Seitentext

Jugendliche nutzen keine Webseiten
Um Jugendliche zu erreichen, müssen Unterstützungsangebote in den sozialen Netzwerken stattfinden und beworben werden. Bei pausentaste.de ist das nicht der Fall.
Die Lösung: Kurzfristige Entlastung, mittelfristige therapeutische Unterstützung
Wenn sich schon die Bundesregierung von höchster Stelle an eine Lösung macht, dann bitte richtig: Pflegende Kinder und Jugendliche brauchen letztendlich keine Webseite. Sie brauchen drei Dinge:
- Kurzfristig: Sofortige Entlastung im Alltag. Es müsste eine einzige deutschlandweite Nummer geben, die flächendeckend beworben wird und bei der Young Carers anrufen oder sich per WhatsApp melden können. Sobald das geschieht, müsste das Sozialsystem dafür sorgen, dass ein Mitarbeiter eines nahegelegenen Trägers der Familienhilfe zu der Familie fährt und die Situation analysiert. Sämtliche Hilfemöglichkeiten sollten beantragt und die Anträge mit einem gesonderten Verfahren für höchste Dringlichkeit durchgeführt werden. Weitere Wege, um Young Carers, die sich nicht bei der Notrufnummer melden, zu identifizieren, sollten entwickelt werden – im Rahmen des Entlassungsmanagements, der häuslichen Pflege, der therapeutischen Begleitung Schwerkranker.

Zu erledigende Aufgaben
[1] In welchen Bereichen sollten laut Seitentext weitere Wege entwickelt werden, um Young Carers zu identifizieren, die sich nicht bei der Notrufnummer melden? Nenne alle.
[2] Fasse den Absatz im Seitentext, der mit „Kurzfristig: Sofortige Entlastung im Alltag“ beginnt, als knappe Stichpunktliste zusammen und behalte dabei die wesentlichen Fakten bei.
[3] Wie könnte der Seitentext über pflegende Kinder und Jugendliche nach dem letzten Satz weitergehen? Setze ihn fort.

Vorgegebene Daten
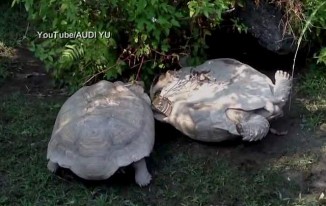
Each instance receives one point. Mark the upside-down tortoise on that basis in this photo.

Ergebnisse
[1]
- Entlassungsmanagement
- häusliche Pflege
- therapeutische Begleitung Schwerkranker

[2]
- Ziel: sofortige Entlastung im Alltag
- eine einzige, flächendeckend beworbene deutschlandweite Nummer für Anrufe oder WhatsApp-Nachrichten von Young Carers
- daraufhin Besuch durch einen Mitarbeiter eines nahegelegenen Trägers der Familienhilfe, der die Situation analysiert
- Beantragung sämtlicher Hilfemöglichkeiten in einem gesonderten Verfahren für höchste Dringlichkeit
- Entwicklung weiterer Wege zur Identifizierung von Young Carers: im Entlassungsmanagement, in der häuslichen Pflege und in der therapeutischen Begleitung Schwerkranker

[3]
- Mittelfristig benötigen Young Carers therapeutische Unterstützung, um ihre Situation und Erfahrungen zu verarbeiten. Diese können die Jugendlichen erst wahrnehmen, wenn sie im Alltag entlastet sind und das Haus verlassen können, ohne sich sorgen um ihren erkrankten Elternteil machen zu müssen. Auch brauchen sie Zuspruch, um sich überhaupt zu trauen und die Zeit zu nehmen, zur Therapie oder Selbsthilfegruppe zu gehen. Denn sie haben gelernt, ihre eigenen Bedürfnisse in den Hintergrund zu stellen, und erlauben sich oft keine vermeintlich „selbstsüchtigen“ Auszeiten. Meist benötigen die Jugendlichen mittelfristig auch sozialpädagogische Unterstützung beim Übergang von der Schule in den Beruf, da sie diese Unterstützung nicht von den Eltern bekommen. Es besteht die Gefahr, dass sie nahtlos zu Young Adult Carers werden und, wenn die Eltern irgendwann versterben, ohne Ausbildung und Lebensinhalt zurückbleiben.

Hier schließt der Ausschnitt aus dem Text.